:: TASK BRIEF ::
State how many lines in the items below contain the word "white". Give only the number.
━━━━━━━━━━
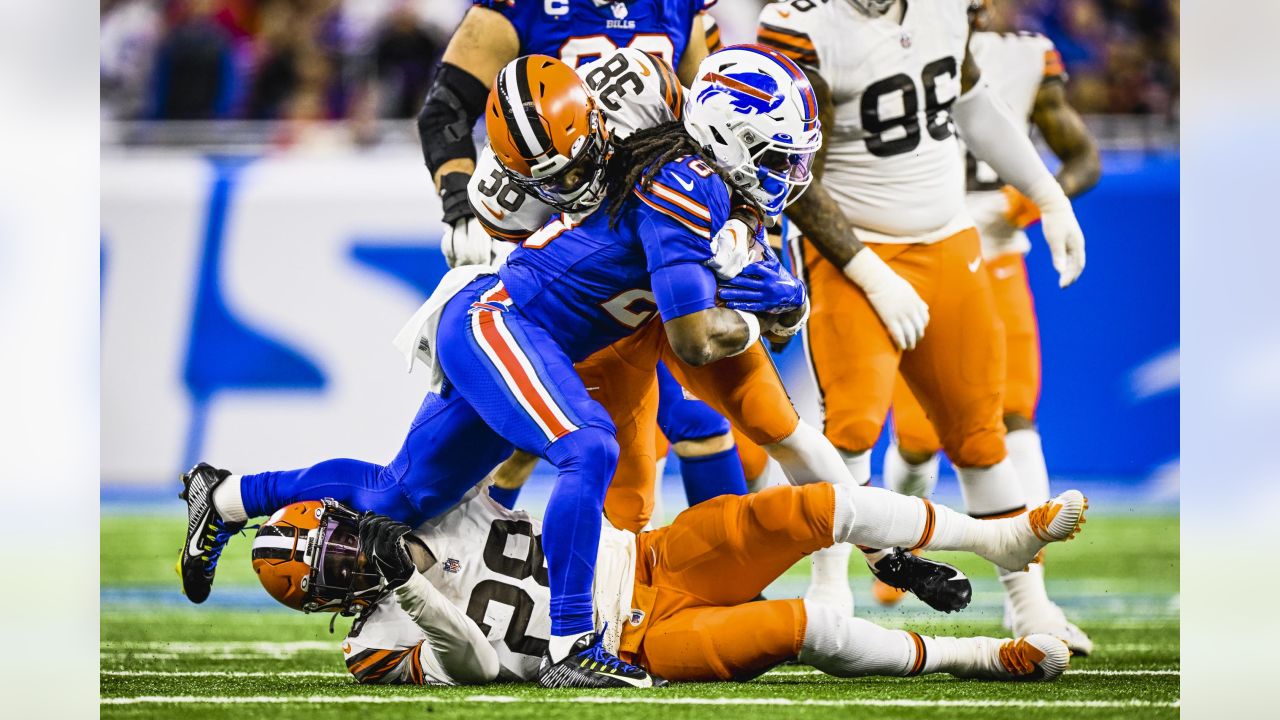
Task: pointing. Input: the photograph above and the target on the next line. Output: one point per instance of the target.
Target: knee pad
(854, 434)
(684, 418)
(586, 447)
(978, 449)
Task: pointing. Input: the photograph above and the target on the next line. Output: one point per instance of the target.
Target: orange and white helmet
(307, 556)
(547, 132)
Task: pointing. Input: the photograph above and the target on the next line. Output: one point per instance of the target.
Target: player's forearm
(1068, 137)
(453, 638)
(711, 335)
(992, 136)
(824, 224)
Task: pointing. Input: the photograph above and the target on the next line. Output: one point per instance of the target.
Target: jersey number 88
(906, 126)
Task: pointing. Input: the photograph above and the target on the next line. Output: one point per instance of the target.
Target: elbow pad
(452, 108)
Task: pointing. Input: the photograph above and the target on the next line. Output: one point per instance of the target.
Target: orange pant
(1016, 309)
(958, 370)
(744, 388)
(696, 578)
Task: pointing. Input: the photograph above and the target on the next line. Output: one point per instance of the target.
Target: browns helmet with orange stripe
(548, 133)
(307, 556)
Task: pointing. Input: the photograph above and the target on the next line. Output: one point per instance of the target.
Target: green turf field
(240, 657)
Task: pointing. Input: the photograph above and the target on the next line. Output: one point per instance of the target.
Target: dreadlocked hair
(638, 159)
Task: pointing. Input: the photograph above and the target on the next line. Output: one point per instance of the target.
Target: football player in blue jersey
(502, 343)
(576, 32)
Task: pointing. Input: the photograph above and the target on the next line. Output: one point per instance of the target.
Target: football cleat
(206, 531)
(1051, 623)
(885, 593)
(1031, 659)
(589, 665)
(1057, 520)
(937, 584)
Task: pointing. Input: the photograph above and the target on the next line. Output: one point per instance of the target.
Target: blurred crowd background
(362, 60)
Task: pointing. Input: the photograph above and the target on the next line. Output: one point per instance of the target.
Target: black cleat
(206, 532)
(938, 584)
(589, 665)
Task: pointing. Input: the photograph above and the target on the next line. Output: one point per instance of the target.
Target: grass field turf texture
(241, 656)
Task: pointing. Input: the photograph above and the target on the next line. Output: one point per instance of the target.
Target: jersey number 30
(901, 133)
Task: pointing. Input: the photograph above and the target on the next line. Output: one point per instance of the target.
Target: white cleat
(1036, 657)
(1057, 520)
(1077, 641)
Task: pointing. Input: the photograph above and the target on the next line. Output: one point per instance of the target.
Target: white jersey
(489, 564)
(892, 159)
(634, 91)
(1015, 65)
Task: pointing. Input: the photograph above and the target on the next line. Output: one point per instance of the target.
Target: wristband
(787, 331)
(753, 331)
━━━━━━━━━━
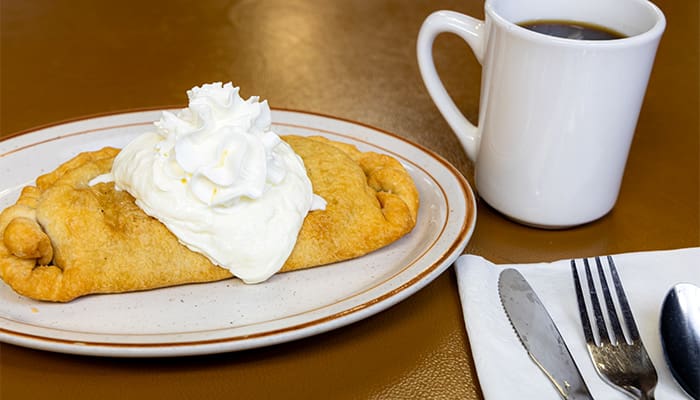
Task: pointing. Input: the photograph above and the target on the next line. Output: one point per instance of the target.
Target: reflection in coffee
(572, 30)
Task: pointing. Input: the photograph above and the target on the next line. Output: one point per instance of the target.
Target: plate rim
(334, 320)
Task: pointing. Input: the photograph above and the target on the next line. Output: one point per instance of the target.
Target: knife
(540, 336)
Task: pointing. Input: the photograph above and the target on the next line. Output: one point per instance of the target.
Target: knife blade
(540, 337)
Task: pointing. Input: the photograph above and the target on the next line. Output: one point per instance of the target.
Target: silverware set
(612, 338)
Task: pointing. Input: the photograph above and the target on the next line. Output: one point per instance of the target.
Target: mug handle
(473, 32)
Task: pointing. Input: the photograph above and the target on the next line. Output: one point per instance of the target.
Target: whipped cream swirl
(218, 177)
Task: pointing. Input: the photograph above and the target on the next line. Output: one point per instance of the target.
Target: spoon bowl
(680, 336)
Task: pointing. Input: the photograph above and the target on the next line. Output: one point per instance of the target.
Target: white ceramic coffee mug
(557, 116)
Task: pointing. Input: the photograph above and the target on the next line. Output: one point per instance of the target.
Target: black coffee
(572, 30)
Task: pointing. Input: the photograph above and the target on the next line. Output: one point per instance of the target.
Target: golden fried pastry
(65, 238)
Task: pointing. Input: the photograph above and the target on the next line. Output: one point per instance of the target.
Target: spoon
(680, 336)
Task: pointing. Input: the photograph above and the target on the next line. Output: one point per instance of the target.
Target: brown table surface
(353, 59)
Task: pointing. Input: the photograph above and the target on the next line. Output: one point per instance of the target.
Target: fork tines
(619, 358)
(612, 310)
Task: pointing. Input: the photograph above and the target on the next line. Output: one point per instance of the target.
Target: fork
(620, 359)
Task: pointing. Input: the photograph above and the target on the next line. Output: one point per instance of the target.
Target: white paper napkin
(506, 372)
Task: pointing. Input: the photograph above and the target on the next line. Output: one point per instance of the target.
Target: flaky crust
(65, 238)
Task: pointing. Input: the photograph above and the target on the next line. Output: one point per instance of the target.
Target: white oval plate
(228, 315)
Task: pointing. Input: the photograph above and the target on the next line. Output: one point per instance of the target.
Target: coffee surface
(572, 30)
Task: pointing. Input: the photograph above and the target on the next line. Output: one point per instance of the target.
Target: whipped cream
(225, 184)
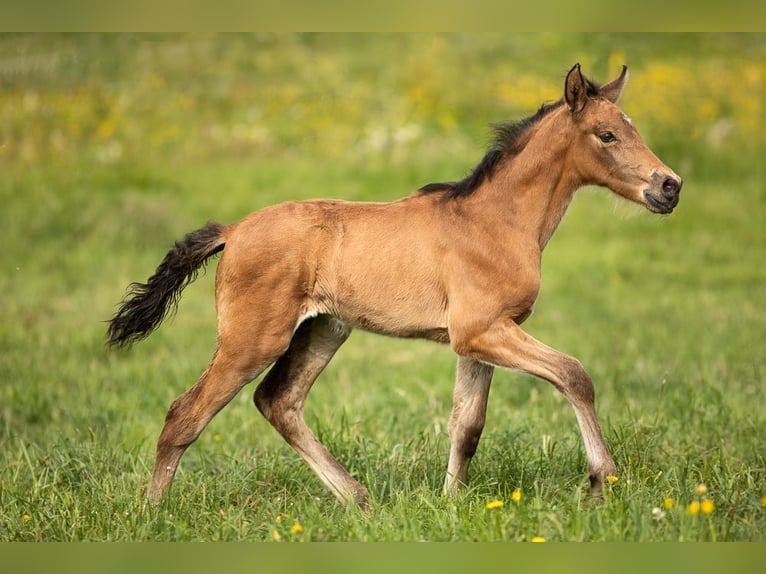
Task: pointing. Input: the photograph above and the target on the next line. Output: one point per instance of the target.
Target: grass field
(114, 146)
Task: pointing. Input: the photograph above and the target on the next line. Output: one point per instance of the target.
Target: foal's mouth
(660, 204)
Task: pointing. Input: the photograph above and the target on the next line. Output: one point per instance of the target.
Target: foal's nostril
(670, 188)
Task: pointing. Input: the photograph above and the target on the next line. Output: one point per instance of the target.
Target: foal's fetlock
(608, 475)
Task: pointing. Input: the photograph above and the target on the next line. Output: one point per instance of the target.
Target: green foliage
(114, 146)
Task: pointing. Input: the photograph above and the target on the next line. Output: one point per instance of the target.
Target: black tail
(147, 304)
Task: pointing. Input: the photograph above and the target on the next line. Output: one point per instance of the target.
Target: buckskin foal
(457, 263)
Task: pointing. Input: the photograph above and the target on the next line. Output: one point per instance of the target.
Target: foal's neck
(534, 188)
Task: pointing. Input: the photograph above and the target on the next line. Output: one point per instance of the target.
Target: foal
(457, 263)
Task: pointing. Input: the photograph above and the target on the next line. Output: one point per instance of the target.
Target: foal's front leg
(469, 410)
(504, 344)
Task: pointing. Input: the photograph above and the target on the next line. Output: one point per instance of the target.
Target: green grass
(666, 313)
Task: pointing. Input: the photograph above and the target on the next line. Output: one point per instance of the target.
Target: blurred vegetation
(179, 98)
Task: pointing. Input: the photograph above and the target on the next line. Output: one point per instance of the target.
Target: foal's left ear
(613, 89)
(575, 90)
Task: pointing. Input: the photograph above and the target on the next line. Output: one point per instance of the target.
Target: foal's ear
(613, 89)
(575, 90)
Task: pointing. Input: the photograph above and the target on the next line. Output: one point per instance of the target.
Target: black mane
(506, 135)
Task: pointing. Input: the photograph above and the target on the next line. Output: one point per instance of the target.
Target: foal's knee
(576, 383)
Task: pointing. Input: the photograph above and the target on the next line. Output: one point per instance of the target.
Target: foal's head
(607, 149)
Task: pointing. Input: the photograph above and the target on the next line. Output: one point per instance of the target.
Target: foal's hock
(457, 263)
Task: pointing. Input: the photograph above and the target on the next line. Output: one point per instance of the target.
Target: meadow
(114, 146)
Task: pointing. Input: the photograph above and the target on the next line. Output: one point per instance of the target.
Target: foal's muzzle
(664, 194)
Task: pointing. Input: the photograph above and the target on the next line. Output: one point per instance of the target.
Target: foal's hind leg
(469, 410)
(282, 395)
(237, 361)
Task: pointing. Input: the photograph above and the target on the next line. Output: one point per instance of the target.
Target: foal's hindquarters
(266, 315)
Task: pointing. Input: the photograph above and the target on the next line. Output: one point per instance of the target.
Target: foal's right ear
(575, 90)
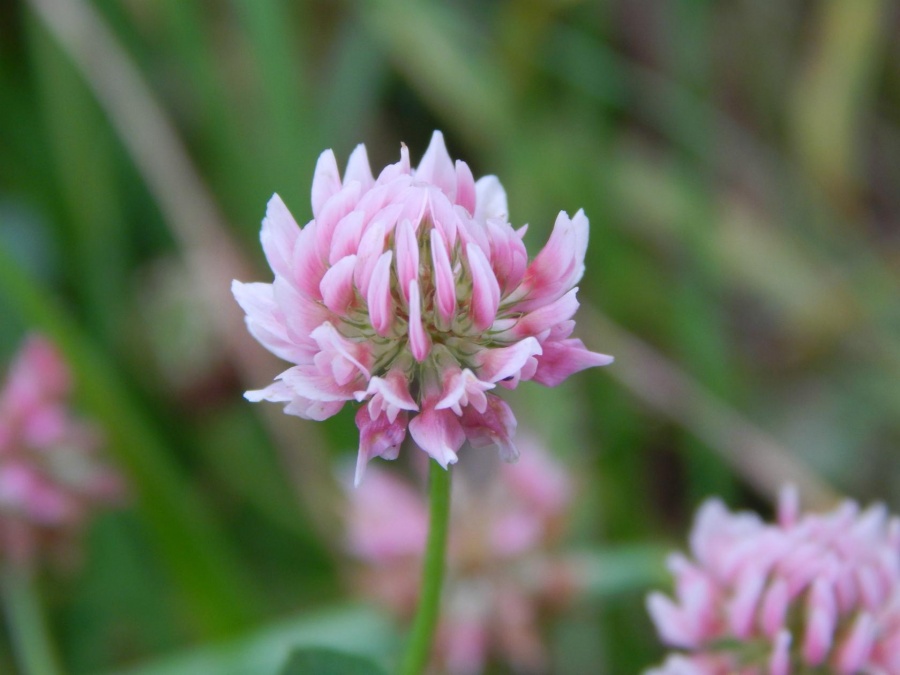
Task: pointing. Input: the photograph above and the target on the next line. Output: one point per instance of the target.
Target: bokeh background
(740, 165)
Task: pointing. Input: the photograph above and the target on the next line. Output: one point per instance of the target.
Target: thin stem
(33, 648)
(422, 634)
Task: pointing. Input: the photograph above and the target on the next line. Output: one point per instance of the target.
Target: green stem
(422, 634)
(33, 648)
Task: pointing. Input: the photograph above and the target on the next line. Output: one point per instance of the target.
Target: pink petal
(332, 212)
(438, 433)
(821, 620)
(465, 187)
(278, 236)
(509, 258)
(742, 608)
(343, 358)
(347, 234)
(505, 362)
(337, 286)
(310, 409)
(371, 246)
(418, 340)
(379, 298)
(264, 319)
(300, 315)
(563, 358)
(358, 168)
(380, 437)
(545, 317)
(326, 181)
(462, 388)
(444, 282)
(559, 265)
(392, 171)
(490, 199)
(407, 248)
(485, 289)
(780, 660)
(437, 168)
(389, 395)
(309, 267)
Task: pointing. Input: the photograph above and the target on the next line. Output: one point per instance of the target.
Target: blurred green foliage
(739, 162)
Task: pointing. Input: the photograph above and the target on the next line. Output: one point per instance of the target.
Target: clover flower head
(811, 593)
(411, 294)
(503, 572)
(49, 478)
━━━━━━━━━━
:: SOLUTION FOR THIS TASK ::
6